#### RECORDS ####

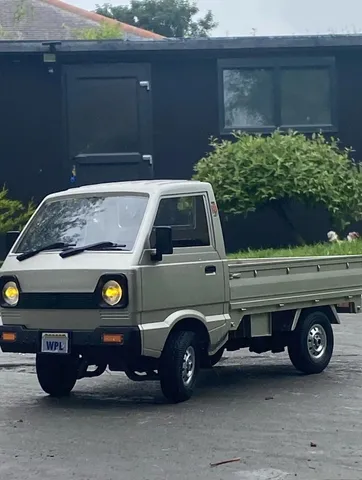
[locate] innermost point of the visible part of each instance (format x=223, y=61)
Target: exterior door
x=109, y=123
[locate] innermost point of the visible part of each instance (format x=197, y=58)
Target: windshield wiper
x=92, y=246
x=51, y=246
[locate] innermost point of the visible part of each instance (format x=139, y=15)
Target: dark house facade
x=76, y=112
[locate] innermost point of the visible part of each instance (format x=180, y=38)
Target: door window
x=187, y=218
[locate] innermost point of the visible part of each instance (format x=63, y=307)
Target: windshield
x=86, y=220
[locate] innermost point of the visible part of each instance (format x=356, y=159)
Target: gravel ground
x=281, y=424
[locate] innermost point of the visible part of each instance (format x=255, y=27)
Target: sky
x=274, y=17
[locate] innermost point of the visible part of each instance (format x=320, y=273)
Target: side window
x=187, y=217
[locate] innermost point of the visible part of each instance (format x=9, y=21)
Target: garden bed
x=320, y=249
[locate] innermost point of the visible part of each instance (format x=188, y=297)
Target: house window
x=188, y=219
x=261, y=95
x=248, y=97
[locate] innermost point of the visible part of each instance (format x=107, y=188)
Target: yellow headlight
x=11, y=294
x=112, y=292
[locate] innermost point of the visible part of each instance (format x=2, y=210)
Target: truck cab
x=102, y=275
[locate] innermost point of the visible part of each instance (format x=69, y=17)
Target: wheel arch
x=329, y=310
x=193, y=324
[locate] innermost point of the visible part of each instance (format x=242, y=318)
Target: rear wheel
x=57, y=375
x=179, y=366
x=311, y=346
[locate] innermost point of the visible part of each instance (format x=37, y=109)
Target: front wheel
x=57, y=375
x=179, y=366
x=311, y=346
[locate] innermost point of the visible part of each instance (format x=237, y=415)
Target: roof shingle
x=54, y=20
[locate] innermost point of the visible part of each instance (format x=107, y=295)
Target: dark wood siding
x=185, y=98
x=31, y=139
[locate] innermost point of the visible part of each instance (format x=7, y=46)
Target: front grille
x=59, y=301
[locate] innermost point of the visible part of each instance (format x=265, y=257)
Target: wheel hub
x=188, y=366
x=317, y=341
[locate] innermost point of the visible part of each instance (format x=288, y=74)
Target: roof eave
x=240, y=43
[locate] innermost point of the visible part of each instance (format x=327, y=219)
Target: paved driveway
x=281, y=424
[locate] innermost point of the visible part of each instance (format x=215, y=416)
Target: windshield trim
x=69, y=195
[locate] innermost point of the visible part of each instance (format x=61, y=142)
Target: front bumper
x=84, y=342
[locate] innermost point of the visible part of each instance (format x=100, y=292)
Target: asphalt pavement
x=281, y=425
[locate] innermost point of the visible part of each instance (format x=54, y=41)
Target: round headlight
x=11, y=294
x=112, y=293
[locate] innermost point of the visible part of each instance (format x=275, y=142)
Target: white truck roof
x=141, y=186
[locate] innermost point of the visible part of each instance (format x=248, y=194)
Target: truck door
x=109, y=123
x=192, y=278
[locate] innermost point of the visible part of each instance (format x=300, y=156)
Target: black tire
x=57, y=375
x=177, y=379
x=312, y=343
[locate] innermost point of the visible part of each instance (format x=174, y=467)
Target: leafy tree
x=254, y=171
x=106, y=30
x=170, y=18
x=13, y=214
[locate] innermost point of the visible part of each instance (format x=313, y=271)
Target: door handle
x=210, y=270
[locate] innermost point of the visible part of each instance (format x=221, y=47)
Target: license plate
x=55, y=343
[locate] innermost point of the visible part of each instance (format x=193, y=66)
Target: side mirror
x=10, y=239
x=163, y=243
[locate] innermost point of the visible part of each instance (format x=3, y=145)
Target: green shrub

####

> [EXERCISE AIM]: Reprint exactly the lines above that start at the one with "Target: yellow headlight" and end at the one with "(format x=300, y=156)", keeping both and adding none.

> [WRITTEN SOLUTION]:
Target: yellow headlight
x=11, y=294
x=112, y=292
[locate] innermost point of the visible part of each instance (format x=2, y=210)
Target: truck cab
x=102, y=275
[locate] innermost point of the visible part of each instance (format x=69, y=17)
Target: wheel arch
x=329, y=310
x=193, y=324
[locate] innermost point of the visible part of each instance (format x=242, y=318)
Target: rear wheel
x=57, y=375
x=179, y=366
x=311, y=346
[locate] innermost point of the visible part of each instance (format x=37, y=109)
Target: front wheel
x=57, y=375
x=179, y=366
x=311, y=346
[locate] innermost point of the visible part of each instance (format x=237, y=415)
Target: roof shingle
x=54, y=20
[locate] innermost point of the visible part of each instance (format x=107, y=295)
Target: dark wood siding
x=185, y=98
x=31, y=139
[locate] innermost point of the visible part of each instance (format x=7, y=46)
Target: front grille
x=59, y=301
[locate] innermost point of the visible part of each instance (format x=265, y=257)
Target: wheel hub
x=188, y=366
x=317, y=341
[locate] innermost point of the visible part of each instance (format x=288, y=74)
Target: roof eave
x=240, y=43
[locate] innermost point of the visible part of each instance (format x=327, y=219)
Target: paved driveway
x=281, y=424
[locate] innermost point of the visible part of each instance (format x=215, y=416)
Target: windshield trim
x=69, y=195
[locate] innermost point of the visible part of each instance (format x=61, y=142)
Target: front bumper
x=84, y=342
[locate] innermost point of the visible part of each instance (format x=100, y=292)
Target: asphalt pavement
x=281, y=425
[locate] innermost point of the visible part of each instance (format x=54, y=41)
Target: round headlight
x=11, y=294
x=112, y=293
[locate] innermost point of the visible part of each instance (format x=275, y=142)
Target: white truck roof
x=141, y=186
[locate] innermost point of the visible part of each instance (format x=248, y=194)
Target: truck door
x=109, y=123
x=192, y=278
[locate] innermost point of the visible part of each instance (format x=300, y=156)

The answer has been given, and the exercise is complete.